Given task: Reproduce the article on the WebAIM checklist word for word, in full.

## Begin Passage given

WebAIM Checklist: Turn Compliance Into Conversions
The WebAIM checklist exists because most websites don't work for people who need them to. It's a practical specification for building sites that function across different abilities—not because legal compliance demands it, but because accessibility failures are conversion failures. When you read it as a checklist of things to fix, you're missing the business case entirely.

The WebAIM checklist exists because real people can't use most websites. Not because the sites are intentionally hostile—they're not. But because the team that built them never tested with a screen reader, never checked contrast ratios under realistic lighting, never tried navigating with keyboard only. The checklist is a shorthand for "here are the things you forgot to test."
The problem is that most teams read it as a risk document. Legal exposure, lawsuit avoidance, "we should probably check this box." That framing kills the real insight: every line item on that checklist corresponds to a user walking away. A person with low vision gives up because buttons aren't labeled. Someone with motor impairment leaves because forms can't be navigated with a keyboard. A person using a screen reader bounces because your headings are just styled divs, not semantic HTML.
That's not a compliance problem. That's a conversion problem.
The business case is concrete. Over 4,000 ADA website accessibility lawsuits were filed across U.S. federal and state courts in 2024, with 2,452 in federal court.[1] But lawsuits are the visible tail of a much larger revenue leak. 71% of disabled customers with access needs abandon websites that don't meet their accessibility requirements.[2] And here's the part that kills most businesses quietly: over 90% of customers who encounter difficulty using a site will not contact you to report the problem.[4] They just leave. No support ticket. No complaint. Just gone.
If you're running a professional services firm, an e-commerce site, or any business that depends on repeat visits, that math is brutal. But it also means there's an immediate ROI to reading the WebAIM checklist correctly.
Start With The Things That Actually Break
Not every item on the checklist costs the same. Some are hygiene items—important for compliance, but they're not your primary conversion leak. Others are barriers that affect task completion immediately.

## End Passage given
## Begin Listing

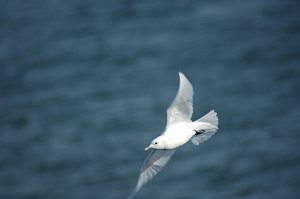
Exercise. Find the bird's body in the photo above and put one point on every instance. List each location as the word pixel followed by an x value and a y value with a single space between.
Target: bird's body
pixel 179 130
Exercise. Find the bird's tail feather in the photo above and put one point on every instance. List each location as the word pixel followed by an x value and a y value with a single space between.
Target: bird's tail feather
pixel 209 123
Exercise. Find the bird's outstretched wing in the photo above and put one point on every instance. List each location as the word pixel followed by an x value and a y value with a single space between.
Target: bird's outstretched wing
pixel 181 109
pixel 153 164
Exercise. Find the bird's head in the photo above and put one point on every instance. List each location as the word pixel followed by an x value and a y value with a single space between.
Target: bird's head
pixel 157 143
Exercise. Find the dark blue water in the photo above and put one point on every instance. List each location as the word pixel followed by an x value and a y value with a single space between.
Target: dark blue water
pixel 84 86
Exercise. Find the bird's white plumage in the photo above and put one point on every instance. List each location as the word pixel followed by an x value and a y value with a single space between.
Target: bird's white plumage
pixel 181 109
pixel 179 130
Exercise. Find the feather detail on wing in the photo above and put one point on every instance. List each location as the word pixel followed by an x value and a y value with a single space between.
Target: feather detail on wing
pixel 181 109
pixel 153 164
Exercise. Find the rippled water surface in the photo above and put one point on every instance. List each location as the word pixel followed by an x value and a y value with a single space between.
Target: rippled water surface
pixel 84 86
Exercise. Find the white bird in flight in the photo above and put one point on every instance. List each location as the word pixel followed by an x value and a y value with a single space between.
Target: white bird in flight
pixel 179 130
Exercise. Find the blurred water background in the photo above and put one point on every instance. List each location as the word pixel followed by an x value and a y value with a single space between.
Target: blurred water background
pixel 84 86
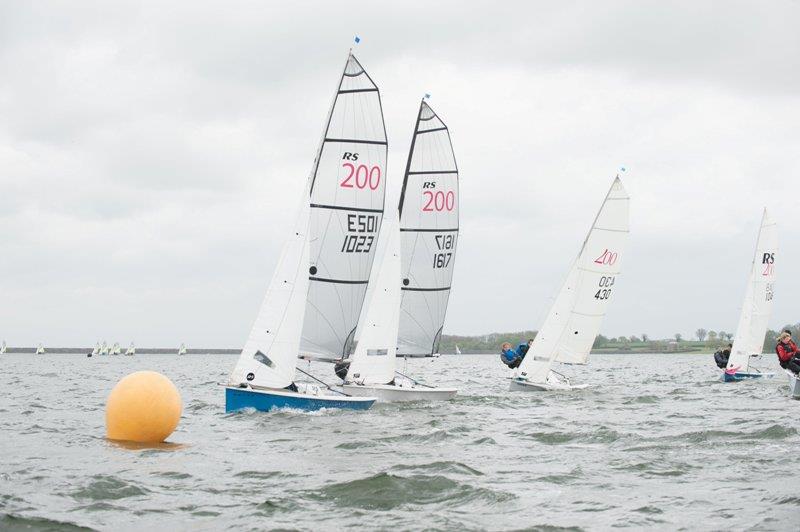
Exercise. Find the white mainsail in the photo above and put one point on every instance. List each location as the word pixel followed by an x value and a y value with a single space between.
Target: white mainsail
pixel 757 306
pixel 574 320
pixel 269 357
pixel 373 360
pixel 429 233
pixel 347 199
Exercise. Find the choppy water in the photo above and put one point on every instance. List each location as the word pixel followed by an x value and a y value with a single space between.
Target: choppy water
pixel 656 442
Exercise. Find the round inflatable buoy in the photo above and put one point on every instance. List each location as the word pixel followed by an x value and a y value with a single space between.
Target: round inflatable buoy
pixel 143 407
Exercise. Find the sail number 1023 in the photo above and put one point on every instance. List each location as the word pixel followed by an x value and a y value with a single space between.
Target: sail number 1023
pixel 604 291
pixel 356 241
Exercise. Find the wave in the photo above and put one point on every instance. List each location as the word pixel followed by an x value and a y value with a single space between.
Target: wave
pixel 386 491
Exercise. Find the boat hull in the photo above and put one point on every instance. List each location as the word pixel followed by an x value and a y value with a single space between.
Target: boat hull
pixel 794 385
pixel 519 385
pixel 266 400
pixel 745 375
pixel 398 394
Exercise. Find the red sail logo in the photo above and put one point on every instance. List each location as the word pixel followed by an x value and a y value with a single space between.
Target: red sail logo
pixel 607 258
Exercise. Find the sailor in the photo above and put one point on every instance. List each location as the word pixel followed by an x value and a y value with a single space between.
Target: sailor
pixel 788 355
pixel 522 349
pixel 721 357
pixel 511 357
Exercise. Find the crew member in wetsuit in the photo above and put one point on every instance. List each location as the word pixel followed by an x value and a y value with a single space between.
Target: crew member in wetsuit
pixel 511 357
pixel 721 357
pixel 788 354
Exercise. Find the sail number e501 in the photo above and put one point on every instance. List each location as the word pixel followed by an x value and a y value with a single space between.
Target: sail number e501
pixel 355 241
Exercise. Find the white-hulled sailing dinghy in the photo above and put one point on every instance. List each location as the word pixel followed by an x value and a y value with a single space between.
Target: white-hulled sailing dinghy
pixel 756 309
pixel 406 314
pixel 316 295
pixel 574 320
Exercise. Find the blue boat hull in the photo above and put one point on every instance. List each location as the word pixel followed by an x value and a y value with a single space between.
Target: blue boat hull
pixel 242 398
pixel 740 376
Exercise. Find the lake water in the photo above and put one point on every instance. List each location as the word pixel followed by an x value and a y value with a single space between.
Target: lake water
pixel 656 441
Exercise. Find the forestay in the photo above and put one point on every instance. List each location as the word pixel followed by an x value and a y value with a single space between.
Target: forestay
pixel 574 320
pixel 269 356
pixel 373 360
pixel 347 197
pixel 429 234
pixel 757 306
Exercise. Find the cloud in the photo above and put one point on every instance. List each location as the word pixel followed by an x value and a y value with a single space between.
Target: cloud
pixel 151 155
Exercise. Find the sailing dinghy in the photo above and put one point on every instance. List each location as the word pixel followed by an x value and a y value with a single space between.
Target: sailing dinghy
pixel 406 314
pixel 317 292
pixel 574 320
pixel 756 309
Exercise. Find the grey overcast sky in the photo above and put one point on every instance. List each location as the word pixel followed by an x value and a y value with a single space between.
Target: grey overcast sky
pixel 152 153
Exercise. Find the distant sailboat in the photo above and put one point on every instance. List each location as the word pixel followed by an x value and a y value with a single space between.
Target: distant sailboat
pixel 317 291
pixel 574 320
pixel 757 307
pixel 406 313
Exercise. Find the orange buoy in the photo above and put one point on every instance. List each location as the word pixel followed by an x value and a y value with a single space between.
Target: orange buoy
pixel 143 407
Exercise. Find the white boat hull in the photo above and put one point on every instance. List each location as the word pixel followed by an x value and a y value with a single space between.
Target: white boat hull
pixel 794 385
pixel 520 385
pixel 396 394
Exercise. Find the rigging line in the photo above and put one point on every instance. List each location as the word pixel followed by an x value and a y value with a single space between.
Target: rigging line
pixel 413 380
pixel 307 374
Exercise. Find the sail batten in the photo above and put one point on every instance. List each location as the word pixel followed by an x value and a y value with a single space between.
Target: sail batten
pixel 429 221
pixel 574 320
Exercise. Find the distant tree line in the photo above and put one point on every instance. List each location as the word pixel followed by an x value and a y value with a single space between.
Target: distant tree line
pixel 706 341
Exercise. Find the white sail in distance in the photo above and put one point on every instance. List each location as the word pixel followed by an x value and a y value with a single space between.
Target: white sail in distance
pixel 269 357
pixel 347 199
pixel 757 306
pixel 574 320
pixel 429 214
pixel 373 360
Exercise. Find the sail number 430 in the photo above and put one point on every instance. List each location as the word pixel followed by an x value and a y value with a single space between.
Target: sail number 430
pixel 443 243
pixel 605 285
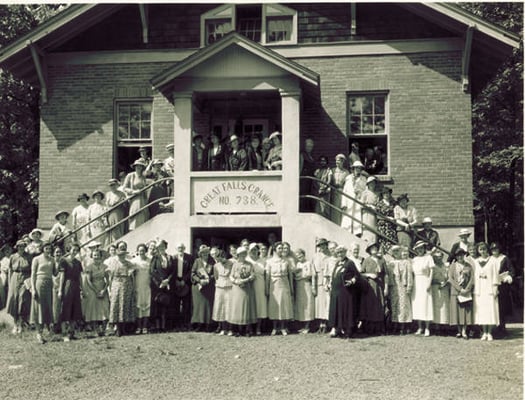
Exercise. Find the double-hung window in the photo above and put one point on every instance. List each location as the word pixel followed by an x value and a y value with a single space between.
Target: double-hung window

## End Listing

Written answer:
WebAIM Checklist: Turn Compliance Into Conversions
The WebAIM checklist exists because most websites don't work for people who need them to. It's a practical specification for building sites that function across different abilities—not because legal compliance demands it, but because accessibility failures are conversion failures. When you read it as a checklist of things to fix, you're missing the business case entirely.

The WebAIM checklist exists because real people can't use most websites. Not because the sites are intentionally hostile—they're not. But because the team that built them never tested with a screen reader, never checked contrast ratios under realistic lighting, never tried navigating with keyboard only. The checklist is a shorthand for "here are the things you forgot to test."
The problem is that most teams read it as a risk document. Legal exposure, lawsuit avoidance, "we should probably check this box." That framing kills the real insight: every line item on that checklist corresponds to a user walking away. A person with low vision gives up because buttons aren't labeled. Someone with motor impairment leaves because forms can't be navigated with a keyboard. A person using a screen reader bounces because your headings are just styled divs, not semantic HTML.
That's not a compliance problem. That's a conversion problem.
The business case is concrete. Over 4,000 ADA website accessibility lawsuits were filed across U.S. federal and state courts in 2024, with 2,452 in federal court.[1] But lawsuits are the visible tail of a much larger revenue leak. 71% of disabled customers with access needs abandon websites that don't meet their accessibility requirements.[2] And here's the part that kills most businesses quietly: over 90% of customers who encounter difficulty using a site will not contact you to report the problem.[4] They just leave. No support ticket. No complaint. Just gone.
If you're running a professional services firm, an e-commerce site, or any business that depends on repeat visits, that math is brutal. But it also means there's an immediate ROI to reading the WebAIM checklist correctly.
Start With The Things That Actually Break
Not every item on the checklist costs the same. Some are hygiene items—important for compliance, but they're not your primary conversion leak. Others are barriers that affect task completion immediately.